**STATED PROBLEM:**
Which lines below contain the word "window"? Report each of them in full.
--- Begin DATA PROVIDED ---
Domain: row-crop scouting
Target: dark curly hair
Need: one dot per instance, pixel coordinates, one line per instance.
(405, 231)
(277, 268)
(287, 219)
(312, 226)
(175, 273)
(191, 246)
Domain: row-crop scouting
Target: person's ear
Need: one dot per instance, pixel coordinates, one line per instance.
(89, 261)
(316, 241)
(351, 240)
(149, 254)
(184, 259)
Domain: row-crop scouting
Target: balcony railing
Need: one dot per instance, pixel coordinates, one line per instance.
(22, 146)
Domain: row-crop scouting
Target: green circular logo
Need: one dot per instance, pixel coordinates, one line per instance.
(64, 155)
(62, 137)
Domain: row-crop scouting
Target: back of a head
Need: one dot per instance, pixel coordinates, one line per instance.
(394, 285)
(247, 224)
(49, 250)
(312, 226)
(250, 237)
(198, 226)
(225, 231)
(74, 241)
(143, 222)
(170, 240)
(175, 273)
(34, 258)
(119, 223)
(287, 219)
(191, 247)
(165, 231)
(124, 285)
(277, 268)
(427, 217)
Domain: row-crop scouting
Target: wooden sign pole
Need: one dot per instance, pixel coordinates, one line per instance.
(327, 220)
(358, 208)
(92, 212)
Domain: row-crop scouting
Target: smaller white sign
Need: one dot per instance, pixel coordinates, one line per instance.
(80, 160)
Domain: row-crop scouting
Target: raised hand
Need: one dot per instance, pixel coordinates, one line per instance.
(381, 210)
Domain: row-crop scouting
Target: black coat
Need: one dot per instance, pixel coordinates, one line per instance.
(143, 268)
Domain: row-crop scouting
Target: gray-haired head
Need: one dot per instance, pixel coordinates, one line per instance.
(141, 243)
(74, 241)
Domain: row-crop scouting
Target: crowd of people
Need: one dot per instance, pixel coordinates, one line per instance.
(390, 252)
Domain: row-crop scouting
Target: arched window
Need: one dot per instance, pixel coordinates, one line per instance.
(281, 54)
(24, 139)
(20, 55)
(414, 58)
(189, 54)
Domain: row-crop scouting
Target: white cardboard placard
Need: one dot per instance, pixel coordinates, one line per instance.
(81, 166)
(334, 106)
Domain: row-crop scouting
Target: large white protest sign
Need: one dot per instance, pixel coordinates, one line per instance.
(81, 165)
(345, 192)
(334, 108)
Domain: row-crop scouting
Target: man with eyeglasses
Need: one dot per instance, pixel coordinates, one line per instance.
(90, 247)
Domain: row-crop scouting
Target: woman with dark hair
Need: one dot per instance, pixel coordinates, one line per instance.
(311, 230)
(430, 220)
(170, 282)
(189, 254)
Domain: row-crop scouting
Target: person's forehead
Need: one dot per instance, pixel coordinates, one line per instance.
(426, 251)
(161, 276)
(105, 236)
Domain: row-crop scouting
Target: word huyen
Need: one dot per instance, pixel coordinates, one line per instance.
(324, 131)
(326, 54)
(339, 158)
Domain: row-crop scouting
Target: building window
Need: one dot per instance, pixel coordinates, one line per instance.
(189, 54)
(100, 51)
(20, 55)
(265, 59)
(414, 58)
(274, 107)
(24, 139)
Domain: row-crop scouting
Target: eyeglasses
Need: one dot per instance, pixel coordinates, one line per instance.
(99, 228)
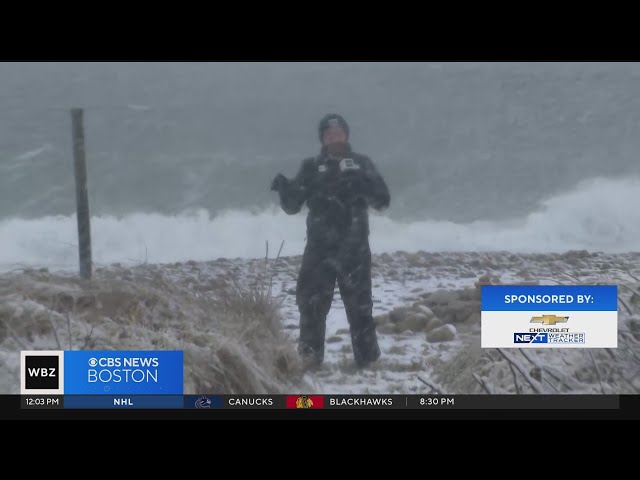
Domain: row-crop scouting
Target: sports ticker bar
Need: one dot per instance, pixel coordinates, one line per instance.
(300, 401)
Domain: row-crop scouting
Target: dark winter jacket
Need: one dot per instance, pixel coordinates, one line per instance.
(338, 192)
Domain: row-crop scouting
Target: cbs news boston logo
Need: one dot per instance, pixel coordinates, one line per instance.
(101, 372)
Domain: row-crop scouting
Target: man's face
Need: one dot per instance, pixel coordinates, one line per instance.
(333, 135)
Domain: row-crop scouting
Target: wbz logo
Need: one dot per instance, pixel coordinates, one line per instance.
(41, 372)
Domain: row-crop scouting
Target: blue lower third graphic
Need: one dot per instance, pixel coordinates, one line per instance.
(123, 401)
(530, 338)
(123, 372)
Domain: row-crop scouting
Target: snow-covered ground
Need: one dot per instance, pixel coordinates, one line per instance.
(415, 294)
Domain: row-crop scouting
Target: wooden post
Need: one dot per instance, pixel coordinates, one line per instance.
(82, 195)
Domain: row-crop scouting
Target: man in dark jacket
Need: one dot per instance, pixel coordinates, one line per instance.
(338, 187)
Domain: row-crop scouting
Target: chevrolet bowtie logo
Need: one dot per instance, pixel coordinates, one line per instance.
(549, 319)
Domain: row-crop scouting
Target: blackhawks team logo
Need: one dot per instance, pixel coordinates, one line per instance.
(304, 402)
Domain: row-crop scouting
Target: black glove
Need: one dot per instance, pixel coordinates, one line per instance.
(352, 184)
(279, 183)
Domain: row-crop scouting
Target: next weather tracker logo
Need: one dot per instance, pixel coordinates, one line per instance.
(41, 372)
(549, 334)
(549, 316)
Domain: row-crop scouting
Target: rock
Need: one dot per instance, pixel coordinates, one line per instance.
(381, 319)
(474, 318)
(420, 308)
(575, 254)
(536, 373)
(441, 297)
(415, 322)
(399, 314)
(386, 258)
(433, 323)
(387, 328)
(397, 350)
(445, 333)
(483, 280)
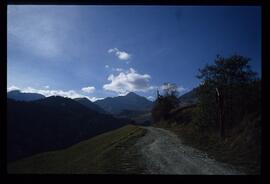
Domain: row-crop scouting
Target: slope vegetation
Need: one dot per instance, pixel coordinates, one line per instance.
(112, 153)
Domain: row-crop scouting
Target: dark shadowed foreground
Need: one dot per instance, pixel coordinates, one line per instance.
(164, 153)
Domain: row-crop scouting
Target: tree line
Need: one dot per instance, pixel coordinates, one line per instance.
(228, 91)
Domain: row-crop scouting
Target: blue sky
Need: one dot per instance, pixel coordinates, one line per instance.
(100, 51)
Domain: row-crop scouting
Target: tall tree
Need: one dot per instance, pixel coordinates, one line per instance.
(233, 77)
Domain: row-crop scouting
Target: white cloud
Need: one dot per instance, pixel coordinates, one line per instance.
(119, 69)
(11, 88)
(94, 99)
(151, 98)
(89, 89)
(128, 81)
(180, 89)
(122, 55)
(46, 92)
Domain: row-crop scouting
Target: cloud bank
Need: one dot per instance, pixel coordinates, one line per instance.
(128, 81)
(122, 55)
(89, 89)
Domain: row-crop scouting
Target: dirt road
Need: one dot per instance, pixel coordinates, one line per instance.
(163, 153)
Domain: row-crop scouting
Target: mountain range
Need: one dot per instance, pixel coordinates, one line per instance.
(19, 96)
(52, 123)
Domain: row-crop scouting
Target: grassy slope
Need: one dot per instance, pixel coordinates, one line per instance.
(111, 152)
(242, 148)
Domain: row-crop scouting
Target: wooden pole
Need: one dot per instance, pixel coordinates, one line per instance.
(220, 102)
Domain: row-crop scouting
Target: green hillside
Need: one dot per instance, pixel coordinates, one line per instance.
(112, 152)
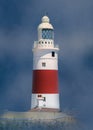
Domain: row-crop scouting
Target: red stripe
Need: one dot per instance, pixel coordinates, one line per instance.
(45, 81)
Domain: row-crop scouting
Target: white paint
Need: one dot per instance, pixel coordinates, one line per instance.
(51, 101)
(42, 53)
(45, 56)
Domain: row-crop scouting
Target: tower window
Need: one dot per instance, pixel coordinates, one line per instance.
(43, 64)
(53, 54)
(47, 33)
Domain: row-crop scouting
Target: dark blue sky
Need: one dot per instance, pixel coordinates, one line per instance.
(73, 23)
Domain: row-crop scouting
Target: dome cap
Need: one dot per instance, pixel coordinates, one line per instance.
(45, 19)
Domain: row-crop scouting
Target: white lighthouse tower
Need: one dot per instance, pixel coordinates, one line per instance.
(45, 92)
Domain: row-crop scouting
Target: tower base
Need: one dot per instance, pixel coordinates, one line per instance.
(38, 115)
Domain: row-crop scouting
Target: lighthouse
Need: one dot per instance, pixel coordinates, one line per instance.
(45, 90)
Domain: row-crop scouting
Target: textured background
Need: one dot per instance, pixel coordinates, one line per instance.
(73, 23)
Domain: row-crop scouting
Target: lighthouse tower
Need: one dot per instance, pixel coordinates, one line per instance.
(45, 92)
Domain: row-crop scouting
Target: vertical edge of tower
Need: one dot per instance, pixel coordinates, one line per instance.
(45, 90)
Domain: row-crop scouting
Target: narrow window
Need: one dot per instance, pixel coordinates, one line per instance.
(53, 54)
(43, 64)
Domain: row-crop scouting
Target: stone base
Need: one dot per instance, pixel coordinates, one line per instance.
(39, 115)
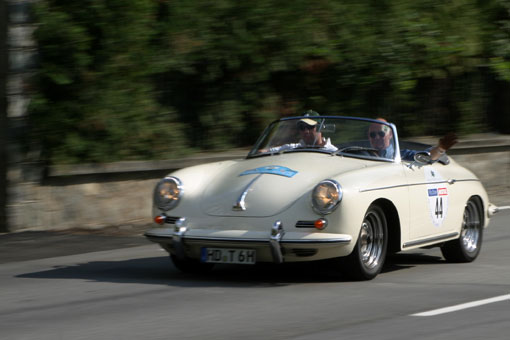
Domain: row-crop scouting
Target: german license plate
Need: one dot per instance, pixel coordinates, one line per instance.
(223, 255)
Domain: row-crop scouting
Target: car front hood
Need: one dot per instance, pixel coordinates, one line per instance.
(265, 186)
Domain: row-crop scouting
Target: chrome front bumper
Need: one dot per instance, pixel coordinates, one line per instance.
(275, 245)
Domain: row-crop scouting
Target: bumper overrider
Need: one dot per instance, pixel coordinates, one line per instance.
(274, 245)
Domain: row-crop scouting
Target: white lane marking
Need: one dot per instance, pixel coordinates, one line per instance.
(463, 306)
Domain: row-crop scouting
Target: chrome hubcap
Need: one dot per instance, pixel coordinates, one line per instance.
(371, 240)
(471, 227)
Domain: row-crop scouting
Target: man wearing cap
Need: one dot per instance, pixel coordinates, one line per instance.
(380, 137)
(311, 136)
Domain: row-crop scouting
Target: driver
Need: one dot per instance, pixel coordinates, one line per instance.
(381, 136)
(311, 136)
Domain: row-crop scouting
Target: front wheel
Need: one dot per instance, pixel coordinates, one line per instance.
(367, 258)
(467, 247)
--- End DATA PROVIDED ---
--- Begin DATA PROVIDED ---
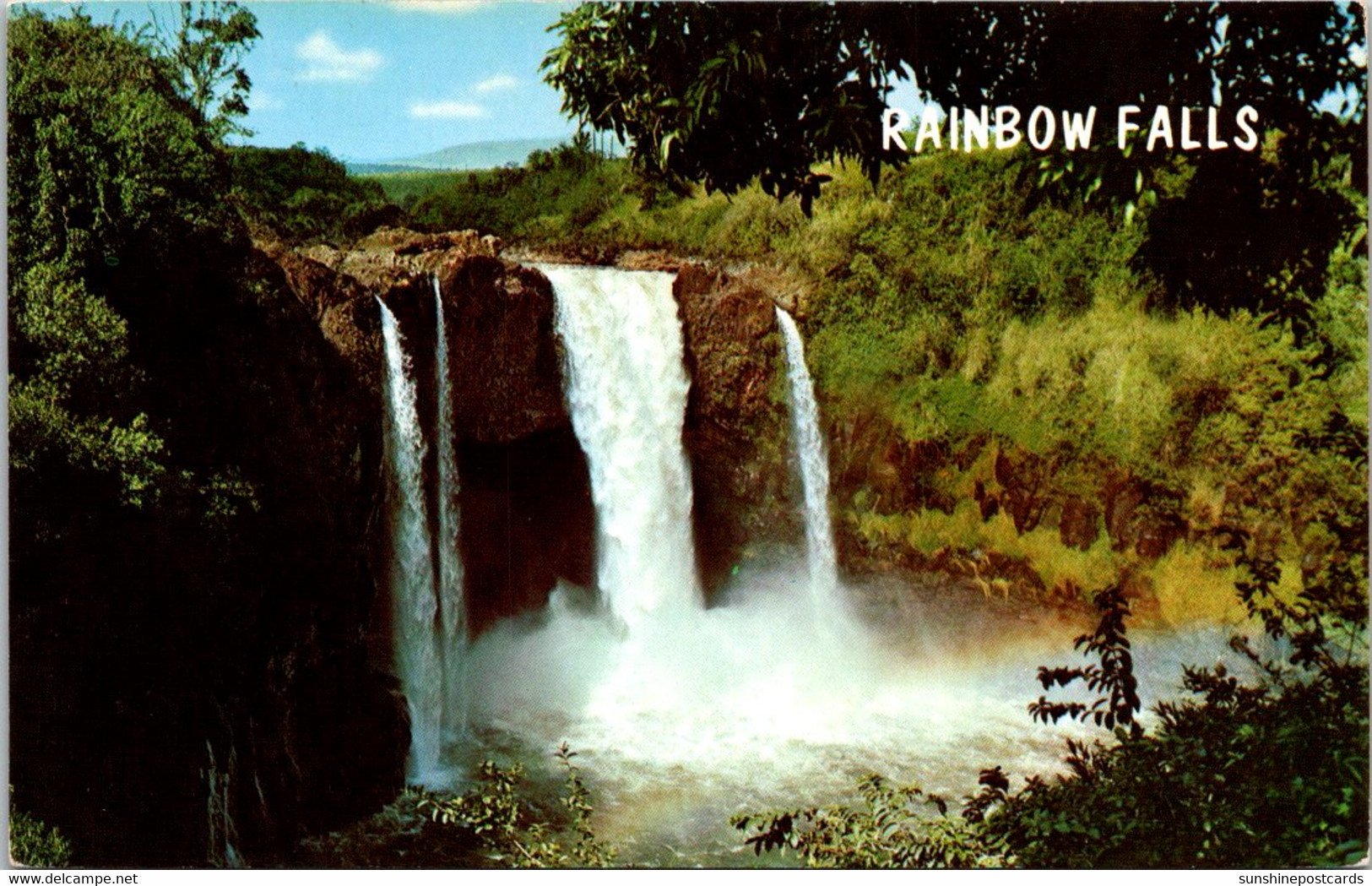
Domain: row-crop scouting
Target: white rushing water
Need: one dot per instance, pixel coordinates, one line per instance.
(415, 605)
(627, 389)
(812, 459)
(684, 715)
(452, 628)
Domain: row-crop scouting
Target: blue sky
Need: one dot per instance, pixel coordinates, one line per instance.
--- End DATA PROVIDED ---
**WRITTEN ANSWER:**
Target: arched window
Target: building window
Target: tower window
Target: narrow window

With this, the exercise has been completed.